Oil prices rose in volatile trade on Tuesday supported by expectations of a drawdown in US crude inventories, though gains were capped by worries about a recession and uncertainty over a China-US trade deal.

Brent crude settled up 81 cents, or 1.4%, at $59.51 a barrel. US West Texas Intermediate crude ended $1.29, or 2.4%, higher at $54.93 a barrel.

Prices extended gains in post-settlement trade, with Brent touching a high of $59.88 and WTI hitting $55.45, after data from the industry group the American Petroleum Institute showed US crude inventories fell more than expected.

US crude stockpiles fell sharply last week as imports dropped, plummeting 11.1 million barrels, compared with expectations for a 2-million barrel draw. The US government's weekly report is due to be released Wednesday morning.

The draw in inventories amid strong refining runs is lending strength to crude prices, overriding concerns that trade tensions could weigh on demand, said Bob Yawger, director of energy futures at Mizuho in New York.

### [Requirements]
Please answer these questions from the oil price report:
(a) At what price per barrel did Brent crude settle?
(b) By how many barrels did US crude stockpiles fall last week?
(c) What position does Bob Yawger hold, and at which firm?

### [Data listing]
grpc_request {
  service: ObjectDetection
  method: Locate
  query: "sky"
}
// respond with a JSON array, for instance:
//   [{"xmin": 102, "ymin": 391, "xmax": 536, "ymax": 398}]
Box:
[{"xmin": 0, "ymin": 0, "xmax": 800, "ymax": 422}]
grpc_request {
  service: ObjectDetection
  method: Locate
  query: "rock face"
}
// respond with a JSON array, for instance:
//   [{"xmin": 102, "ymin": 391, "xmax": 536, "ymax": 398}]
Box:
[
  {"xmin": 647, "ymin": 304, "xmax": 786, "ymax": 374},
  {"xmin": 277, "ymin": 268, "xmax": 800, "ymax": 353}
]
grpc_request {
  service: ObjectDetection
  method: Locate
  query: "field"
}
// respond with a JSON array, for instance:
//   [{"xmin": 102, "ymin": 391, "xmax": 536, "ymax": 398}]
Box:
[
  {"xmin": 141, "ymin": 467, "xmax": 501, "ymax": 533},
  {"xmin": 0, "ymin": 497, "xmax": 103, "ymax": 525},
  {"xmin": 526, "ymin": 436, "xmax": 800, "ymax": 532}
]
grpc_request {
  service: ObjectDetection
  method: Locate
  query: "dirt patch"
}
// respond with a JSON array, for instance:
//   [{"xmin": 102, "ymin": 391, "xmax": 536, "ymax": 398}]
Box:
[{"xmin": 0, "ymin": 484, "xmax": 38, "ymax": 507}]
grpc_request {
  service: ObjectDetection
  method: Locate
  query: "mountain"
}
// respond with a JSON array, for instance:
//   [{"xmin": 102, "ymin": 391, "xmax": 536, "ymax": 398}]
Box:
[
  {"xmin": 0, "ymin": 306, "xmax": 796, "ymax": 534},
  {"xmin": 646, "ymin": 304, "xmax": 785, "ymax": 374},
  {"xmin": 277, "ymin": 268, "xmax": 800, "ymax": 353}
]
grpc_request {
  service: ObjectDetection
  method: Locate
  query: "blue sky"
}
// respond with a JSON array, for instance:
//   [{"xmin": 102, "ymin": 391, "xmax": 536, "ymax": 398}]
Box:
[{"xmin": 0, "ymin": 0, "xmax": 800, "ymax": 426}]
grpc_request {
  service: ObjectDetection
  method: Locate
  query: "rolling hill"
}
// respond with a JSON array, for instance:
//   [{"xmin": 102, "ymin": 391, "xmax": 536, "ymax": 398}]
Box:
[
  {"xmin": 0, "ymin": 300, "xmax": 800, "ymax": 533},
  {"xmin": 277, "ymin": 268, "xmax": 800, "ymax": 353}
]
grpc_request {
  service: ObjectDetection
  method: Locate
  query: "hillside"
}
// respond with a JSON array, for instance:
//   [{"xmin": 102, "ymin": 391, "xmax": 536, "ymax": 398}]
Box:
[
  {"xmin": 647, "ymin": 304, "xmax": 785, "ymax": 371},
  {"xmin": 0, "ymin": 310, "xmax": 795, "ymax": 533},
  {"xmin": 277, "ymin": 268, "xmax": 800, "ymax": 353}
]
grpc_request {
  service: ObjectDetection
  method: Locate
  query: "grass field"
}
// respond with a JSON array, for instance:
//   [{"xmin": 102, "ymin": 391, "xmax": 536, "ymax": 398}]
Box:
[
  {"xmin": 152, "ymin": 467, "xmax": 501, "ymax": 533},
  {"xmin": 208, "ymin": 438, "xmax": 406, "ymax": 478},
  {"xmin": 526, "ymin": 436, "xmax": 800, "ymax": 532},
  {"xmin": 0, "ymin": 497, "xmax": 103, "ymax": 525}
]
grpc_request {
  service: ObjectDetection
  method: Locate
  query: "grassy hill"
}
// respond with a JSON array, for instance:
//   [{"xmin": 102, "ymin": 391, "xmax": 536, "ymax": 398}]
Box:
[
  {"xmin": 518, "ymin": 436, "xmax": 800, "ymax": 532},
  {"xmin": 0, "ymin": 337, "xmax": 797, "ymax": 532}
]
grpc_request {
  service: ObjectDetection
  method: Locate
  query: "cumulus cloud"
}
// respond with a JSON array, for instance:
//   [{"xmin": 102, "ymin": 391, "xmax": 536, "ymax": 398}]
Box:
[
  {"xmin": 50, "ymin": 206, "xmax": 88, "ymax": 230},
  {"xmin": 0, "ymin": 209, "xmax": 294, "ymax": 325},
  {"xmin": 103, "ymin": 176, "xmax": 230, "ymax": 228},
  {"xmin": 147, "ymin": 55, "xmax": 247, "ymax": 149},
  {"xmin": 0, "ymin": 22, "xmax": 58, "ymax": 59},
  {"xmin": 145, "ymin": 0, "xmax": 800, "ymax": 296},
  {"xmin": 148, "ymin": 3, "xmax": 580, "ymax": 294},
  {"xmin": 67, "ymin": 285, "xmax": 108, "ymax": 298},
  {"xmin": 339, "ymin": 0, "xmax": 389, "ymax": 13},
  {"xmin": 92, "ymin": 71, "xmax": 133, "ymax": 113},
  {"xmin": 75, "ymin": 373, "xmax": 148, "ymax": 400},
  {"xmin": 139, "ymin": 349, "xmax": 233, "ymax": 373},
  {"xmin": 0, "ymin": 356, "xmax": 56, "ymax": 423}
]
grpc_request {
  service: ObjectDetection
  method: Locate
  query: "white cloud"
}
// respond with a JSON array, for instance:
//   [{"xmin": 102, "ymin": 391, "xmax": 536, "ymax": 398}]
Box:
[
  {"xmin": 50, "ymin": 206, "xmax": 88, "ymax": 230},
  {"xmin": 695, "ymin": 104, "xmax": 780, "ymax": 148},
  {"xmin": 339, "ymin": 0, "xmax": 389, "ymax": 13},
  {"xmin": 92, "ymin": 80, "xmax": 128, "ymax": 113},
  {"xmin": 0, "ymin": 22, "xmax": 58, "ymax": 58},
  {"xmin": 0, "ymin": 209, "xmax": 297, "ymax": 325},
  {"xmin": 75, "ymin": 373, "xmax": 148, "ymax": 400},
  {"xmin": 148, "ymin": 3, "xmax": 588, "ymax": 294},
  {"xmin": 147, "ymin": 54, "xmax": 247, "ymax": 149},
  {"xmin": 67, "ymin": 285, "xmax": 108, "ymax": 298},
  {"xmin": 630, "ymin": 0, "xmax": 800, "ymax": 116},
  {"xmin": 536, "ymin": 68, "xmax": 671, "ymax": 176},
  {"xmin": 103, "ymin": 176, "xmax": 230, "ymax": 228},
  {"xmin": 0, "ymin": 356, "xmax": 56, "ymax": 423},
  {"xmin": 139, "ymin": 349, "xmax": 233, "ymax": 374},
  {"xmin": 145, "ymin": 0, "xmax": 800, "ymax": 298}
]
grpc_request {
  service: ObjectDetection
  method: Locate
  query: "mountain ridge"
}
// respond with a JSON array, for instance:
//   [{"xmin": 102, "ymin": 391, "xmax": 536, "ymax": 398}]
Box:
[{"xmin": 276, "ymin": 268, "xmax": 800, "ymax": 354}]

### [Solution to this problem]
(a) $59.51 a barrel
(b) 11.1 million barrels
(c) Director of energy futures at Mizuho in New York